The Education Corner
Physics Departments Closing: What Can We Do?
The recent closures of a number of physics departments, as documented in a recent APS News (Budget Cuts Threaten Physics Programs - December 2010), is an alarm that should cause physics departments to take note. Given significant budgetary woes, administrations are under a great deal of pressure to cut costs. Physics departments at smaller colleges and universities can seem like ripe targets, due to small numbers of majors, and consequently, typically a high cost-to-student ratio.
What can we do?
As a first step, we recommend reading the Strategic Programs for Innovations in Undergraduate Physics (SPIN-UP) report. This report, written by the multi-society National Task Force on Undergraduate Physics, describes a number of steps a physics department can take to invigorate its undergraduate program and increase the number of majors it graduates.
Strategic Programs for Innovations in Undergraduate Physics Report
- Adopt interactive, student-centered introductory physics curricula like SCALE-UP, Modeling, Tutorials in Physics, or Workshop Physics. Physics major retention rates have substantially increased at departments that use these curricula.
- Pay attention to your students: have your best instructors advising and mentoring your majors, teaching the introductory sequence, and advising your Society of Physics Students chapter.
Other resources to help recruit and retain physics majors are available on the APS Education website.

··········

-- Exercise objective --
According to the piece on physics department closures, what group wrote the SPIN-UP report?

-- Provided material --
··········

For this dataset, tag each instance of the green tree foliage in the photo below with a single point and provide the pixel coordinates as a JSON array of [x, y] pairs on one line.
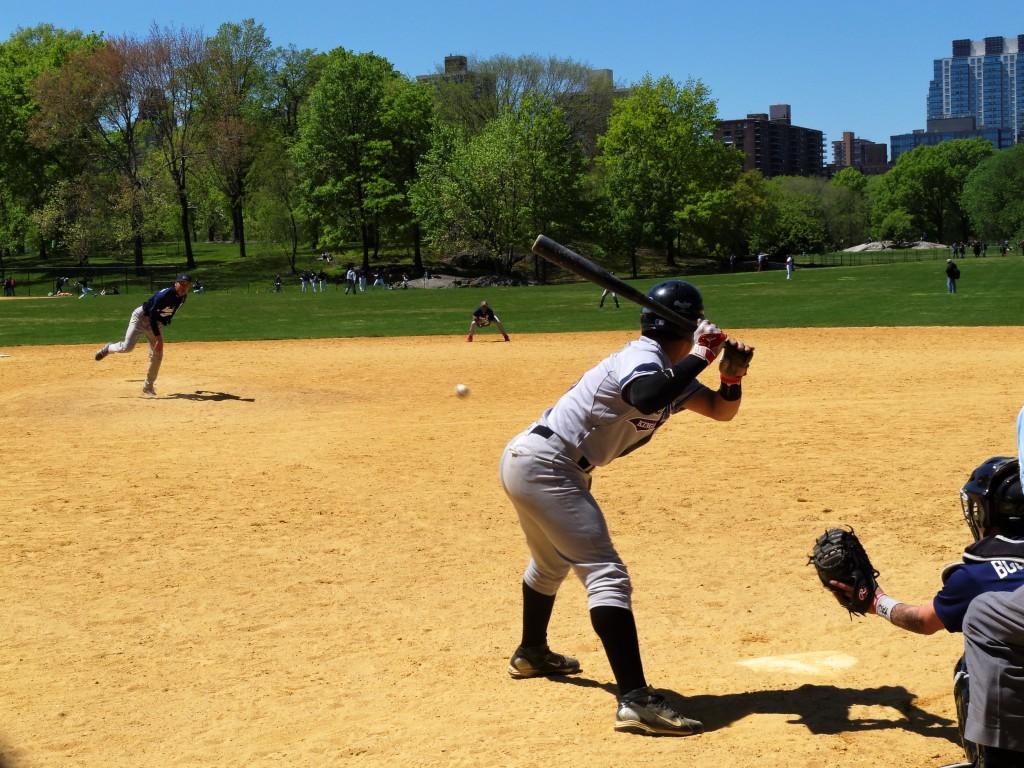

··········

-- Answer --
The multi-society National Task Force on Undergraduate Physics